SOURCE EXTRACT =>

━━━━━━

# Capital Gains on former Primary Residence



## thompsg4416 (Aug 18, 2010)

I did a search and found a few threads on this already so I have an idea but its not all clear... 

Anyway my situation - I lived in my condo for 3 years before moving out and turning it into a rental for almost the last 3 years. I bought for 195 and sold for 216(5 years and 10 months later). I realize I need to pay CGT on 50% of my profits at my marginal tax rate(?)but in this case what is my profit? Is it only on the buy and sell price or does it include equity built up over the 3 years as a rental. I assume I can write off agents and lawyer fee's and other expenses against the profits?

Finally when is the tax bill due? At the end of the tax year like personal income taxes? 

Thanks I'm totally ignorant on this one!


----------



## Eclectic12 (Oct 20, 2010)

When you moved out of the condo and started renting, the condo was deemed to have been sold. 
This sets your cost base for calculating the capital gain (or loss) when the condo is sold as the capital gain from "selling" when it was converted to a rental is tax free due to it being your primary residence.

http://www.cra-arc.gc.ca/tx/ndvdls/...-ncm/lns101-170/127/rsdnc/chngs/menu-eng.html
http://www.taxtips.ca/personaltax/propertyrental/changeinuse.htm

The problem with real estate is that it is hard to know the value so the advice when changing to a rental is to get an appraisal.

━━━━━━

GOAL A =>
Retype the rows, beginning with the first one and continuing through the line that contains "[117, 119, 204, 151]", with both of those lines included.
The forum thread and the rows after it come from separate, unrelated sources.

━━━━━━

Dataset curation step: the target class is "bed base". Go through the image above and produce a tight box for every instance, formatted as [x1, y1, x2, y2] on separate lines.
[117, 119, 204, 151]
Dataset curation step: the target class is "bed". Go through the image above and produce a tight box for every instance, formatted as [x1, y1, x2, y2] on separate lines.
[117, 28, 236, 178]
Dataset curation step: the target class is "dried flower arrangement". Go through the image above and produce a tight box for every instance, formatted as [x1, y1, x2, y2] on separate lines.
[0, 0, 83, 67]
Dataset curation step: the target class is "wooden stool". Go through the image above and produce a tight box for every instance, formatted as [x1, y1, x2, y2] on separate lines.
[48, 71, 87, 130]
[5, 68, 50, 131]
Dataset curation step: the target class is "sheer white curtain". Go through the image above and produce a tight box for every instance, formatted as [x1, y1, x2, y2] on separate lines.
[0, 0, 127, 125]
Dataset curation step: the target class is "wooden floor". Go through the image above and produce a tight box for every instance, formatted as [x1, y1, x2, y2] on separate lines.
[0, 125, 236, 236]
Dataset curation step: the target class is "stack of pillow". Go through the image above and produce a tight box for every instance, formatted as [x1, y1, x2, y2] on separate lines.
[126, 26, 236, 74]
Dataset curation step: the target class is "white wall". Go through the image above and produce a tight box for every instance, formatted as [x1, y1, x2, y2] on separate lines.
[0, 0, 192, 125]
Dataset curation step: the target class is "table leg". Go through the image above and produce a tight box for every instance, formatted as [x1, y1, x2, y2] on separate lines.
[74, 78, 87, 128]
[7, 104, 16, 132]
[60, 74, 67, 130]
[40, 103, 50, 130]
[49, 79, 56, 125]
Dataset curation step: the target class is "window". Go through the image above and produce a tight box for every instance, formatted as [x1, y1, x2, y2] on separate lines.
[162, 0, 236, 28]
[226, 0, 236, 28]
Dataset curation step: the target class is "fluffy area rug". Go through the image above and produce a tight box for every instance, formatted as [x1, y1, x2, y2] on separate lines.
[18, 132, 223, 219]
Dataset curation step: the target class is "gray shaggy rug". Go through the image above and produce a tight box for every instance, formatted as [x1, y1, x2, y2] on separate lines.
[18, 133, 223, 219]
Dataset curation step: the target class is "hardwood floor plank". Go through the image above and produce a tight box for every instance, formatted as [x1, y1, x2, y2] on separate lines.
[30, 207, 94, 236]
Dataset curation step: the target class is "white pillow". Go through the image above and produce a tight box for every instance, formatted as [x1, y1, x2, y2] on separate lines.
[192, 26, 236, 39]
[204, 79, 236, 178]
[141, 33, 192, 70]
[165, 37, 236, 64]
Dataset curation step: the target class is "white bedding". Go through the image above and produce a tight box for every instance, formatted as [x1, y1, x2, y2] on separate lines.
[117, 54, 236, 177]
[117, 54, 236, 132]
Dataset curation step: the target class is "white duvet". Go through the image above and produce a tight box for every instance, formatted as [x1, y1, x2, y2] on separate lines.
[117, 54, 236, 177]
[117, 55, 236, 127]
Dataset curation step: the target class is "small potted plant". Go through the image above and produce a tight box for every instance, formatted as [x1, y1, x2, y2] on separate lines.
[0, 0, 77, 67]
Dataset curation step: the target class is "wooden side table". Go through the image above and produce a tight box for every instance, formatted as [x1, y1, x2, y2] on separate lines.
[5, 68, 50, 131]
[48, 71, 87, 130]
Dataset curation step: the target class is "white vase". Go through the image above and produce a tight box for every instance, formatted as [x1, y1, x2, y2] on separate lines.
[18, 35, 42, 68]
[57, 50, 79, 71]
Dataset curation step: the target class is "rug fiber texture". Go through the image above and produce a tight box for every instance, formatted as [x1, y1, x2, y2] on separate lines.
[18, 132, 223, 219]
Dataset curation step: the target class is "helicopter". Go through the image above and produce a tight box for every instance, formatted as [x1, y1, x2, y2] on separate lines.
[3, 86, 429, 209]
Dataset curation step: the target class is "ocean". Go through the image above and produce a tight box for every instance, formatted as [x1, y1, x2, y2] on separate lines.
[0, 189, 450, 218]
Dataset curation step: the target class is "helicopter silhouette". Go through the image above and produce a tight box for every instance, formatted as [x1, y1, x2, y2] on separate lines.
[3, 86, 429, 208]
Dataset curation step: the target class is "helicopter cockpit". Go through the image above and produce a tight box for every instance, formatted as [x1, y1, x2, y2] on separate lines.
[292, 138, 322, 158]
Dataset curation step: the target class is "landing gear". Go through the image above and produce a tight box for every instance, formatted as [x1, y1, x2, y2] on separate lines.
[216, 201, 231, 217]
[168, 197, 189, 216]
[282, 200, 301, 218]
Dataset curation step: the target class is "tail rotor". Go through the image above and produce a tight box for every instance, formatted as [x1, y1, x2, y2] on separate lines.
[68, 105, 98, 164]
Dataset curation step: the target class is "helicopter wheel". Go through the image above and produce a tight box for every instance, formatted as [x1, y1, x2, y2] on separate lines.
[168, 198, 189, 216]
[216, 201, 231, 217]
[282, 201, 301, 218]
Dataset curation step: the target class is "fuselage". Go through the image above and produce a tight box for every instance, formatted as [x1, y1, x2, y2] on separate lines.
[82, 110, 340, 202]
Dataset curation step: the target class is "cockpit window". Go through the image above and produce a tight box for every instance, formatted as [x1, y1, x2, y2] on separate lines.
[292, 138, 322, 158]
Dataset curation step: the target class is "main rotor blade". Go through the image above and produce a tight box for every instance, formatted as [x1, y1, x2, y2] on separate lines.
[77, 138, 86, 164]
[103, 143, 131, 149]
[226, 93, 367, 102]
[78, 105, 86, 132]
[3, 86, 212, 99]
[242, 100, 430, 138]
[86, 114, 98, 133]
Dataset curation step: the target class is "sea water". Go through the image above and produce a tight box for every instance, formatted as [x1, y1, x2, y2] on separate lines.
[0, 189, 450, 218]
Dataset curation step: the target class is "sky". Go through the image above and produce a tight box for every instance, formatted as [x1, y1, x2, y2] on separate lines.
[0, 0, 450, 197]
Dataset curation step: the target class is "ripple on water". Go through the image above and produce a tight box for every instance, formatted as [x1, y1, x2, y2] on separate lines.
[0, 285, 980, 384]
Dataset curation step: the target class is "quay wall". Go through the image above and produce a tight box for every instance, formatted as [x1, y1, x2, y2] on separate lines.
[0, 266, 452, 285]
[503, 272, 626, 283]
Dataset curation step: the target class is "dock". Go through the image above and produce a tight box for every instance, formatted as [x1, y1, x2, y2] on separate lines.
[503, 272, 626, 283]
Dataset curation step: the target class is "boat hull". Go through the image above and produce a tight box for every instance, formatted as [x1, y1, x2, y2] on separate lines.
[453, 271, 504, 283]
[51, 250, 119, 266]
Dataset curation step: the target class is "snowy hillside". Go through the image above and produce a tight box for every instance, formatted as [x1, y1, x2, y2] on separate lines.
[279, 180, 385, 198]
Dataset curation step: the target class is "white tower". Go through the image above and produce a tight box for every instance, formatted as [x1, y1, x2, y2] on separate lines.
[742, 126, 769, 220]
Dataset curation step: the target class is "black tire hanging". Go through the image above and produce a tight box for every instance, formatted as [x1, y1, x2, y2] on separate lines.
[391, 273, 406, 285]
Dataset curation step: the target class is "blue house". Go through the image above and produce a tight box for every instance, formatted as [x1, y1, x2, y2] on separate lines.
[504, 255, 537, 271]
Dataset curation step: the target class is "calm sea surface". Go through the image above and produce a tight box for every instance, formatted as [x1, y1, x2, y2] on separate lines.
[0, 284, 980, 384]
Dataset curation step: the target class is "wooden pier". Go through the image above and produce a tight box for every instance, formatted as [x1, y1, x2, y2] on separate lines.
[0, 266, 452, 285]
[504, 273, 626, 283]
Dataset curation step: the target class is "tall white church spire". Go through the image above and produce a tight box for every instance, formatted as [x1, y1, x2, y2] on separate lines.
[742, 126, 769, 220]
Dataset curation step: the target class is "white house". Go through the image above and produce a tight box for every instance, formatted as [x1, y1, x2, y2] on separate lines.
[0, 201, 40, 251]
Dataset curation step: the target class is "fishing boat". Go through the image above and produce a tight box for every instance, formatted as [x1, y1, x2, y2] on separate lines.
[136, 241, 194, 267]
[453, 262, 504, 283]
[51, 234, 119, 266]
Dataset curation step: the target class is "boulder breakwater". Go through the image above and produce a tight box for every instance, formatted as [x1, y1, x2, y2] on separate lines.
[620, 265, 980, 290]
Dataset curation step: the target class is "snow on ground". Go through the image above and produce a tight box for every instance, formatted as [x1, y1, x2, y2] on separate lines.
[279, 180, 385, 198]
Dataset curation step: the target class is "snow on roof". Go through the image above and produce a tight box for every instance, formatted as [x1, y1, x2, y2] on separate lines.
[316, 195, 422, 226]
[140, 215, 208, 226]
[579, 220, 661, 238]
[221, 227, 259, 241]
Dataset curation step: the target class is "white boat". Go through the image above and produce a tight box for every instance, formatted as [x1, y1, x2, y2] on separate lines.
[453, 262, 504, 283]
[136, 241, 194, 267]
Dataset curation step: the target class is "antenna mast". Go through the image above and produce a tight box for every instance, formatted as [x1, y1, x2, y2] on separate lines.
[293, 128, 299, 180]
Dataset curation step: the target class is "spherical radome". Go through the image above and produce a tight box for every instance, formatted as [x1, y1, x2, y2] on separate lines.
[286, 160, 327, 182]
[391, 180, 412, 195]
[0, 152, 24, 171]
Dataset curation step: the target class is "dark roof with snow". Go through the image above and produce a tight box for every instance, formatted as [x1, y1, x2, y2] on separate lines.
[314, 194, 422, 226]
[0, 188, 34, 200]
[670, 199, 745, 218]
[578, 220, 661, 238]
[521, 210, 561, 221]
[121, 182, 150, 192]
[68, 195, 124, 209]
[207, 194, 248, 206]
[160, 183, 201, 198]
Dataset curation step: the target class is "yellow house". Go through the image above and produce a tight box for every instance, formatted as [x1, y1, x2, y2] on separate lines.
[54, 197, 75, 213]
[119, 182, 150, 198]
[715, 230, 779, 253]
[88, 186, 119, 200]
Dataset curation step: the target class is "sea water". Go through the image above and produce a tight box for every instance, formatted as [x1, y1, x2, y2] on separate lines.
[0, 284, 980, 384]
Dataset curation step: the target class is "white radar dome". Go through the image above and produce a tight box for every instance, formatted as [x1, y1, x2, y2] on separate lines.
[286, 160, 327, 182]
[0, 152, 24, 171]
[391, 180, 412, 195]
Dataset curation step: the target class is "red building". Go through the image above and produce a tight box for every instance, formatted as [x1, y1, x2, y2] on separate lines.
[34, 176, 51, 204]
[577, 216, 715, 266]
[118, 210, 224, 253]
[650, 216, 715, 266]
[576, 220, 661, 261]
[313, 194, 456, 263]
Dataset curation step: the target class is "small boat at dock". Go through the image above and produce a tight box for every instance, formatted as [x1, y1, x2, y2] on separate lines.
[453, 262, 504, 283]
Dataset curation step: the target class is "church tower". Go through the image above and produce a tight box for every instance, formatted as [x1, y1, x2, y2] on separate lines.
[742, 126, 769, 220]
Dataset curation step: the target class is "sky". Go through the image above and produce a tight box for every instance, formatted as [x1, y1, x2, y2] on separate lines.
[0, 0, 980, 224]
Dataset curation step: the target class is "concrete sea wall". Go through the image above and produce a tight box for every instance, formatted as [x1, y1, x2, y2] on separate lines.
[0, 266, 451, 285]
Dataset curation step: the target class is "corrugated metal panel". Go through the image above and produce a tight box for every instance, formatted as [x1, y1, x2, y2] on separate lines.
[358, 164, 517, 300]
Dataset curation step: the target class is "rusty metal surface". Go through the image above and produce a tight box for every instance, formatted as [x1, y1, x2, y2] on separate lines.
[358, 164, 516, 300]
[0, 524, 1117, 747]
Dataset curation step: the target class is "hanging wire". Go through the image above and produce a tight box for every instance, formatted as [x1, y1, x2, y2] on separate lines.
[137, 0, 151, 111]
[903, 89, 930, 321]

━━━━━━

GOAL B =>
In the forum thread on capital gains, what step is advised when changing a home into a rental?

FINISHED ANSWER A =>
Dataset curation step: the target class is "bed base". Go through the image above and produce a tight box for every instance, formatted as [x1, y1, x2, y2] on separate lines.
[117, 119, 204, 151]

FINISHED ANSWER B =>
Get an appraisal.